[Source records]
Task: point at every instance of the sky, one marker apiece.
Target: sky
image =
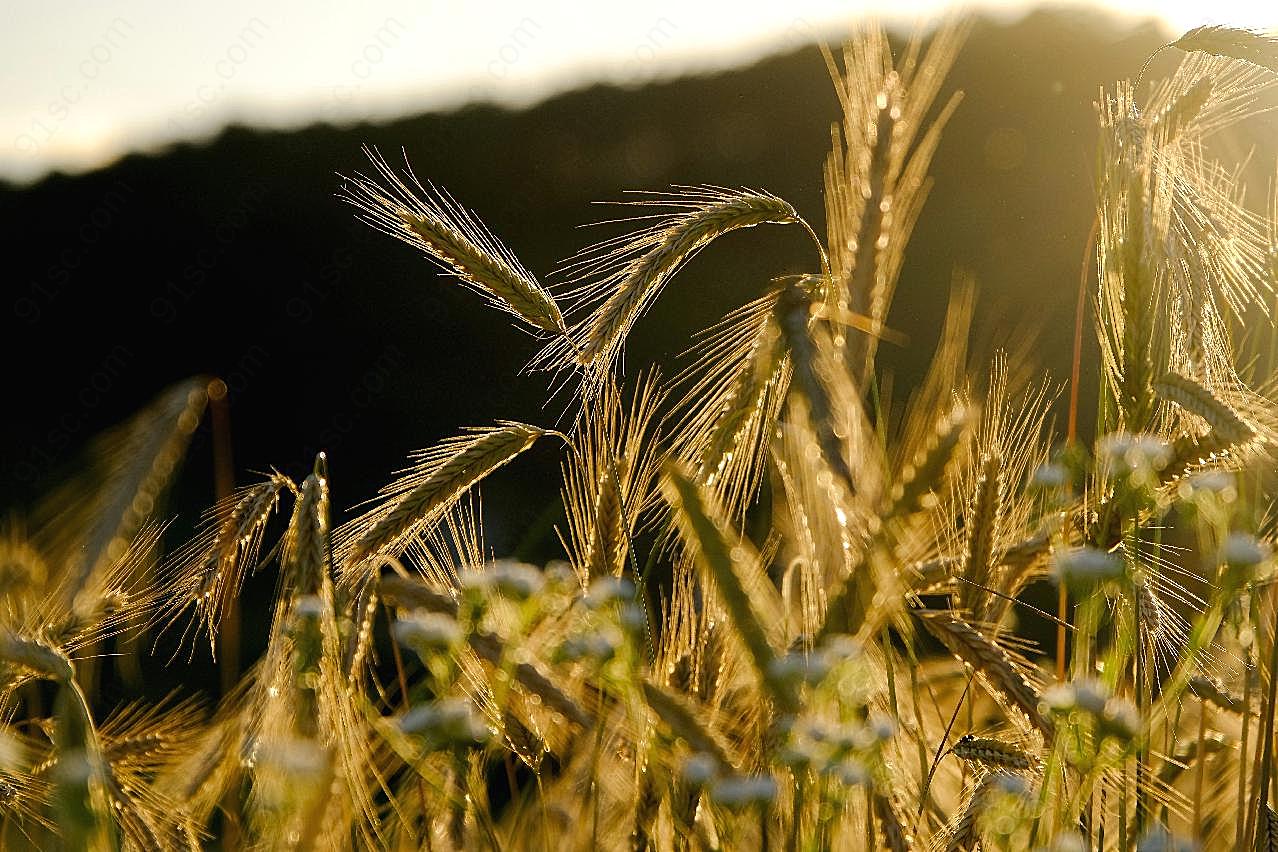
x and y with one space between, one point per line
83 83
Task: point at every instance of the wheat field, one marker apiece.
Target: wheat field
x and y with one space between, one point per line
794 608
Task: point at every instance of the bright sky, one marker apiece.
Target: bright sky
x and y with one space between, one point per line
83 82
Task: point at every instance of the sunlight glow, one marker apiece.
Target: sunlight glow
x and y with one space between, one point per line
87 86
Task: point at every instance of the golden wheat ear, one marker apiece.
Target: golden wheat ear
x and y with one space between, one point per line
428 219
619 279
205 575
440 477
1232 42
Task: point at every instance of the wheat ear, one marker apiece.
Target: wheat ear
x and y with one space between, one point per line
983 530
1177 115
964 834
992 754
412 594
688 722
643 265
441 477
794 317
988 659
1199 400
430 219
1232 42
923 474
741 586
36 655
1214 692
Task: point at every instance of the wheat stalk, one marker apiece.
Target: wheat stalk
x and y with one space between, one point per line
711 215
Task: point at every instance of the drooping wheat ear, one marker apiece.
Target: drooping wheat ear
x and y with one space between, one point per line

PROBLEM TO WORK ON: All lines in the entries above that include "Task" should be found and copied.

RESPONSE TO THE EXERCISE:
Task: point at every instance of the sky, one marker apiece.
Task: point at every instance of the wheat field, one marker apiece.
Task: point at every instance of the bright sky, one marker apiece.
Task: point at every instance of the sunlight glow, one marker apiece.
Task: point at every instance of the golden wheat ear, one marker apiece.
Task: point at every instance of the wheat ear, one marker apiece.
Task: point at every instance of the wheat stalk, one marker apiece.
Task: point at every instance of the drooping wheat ear, one marker apiece.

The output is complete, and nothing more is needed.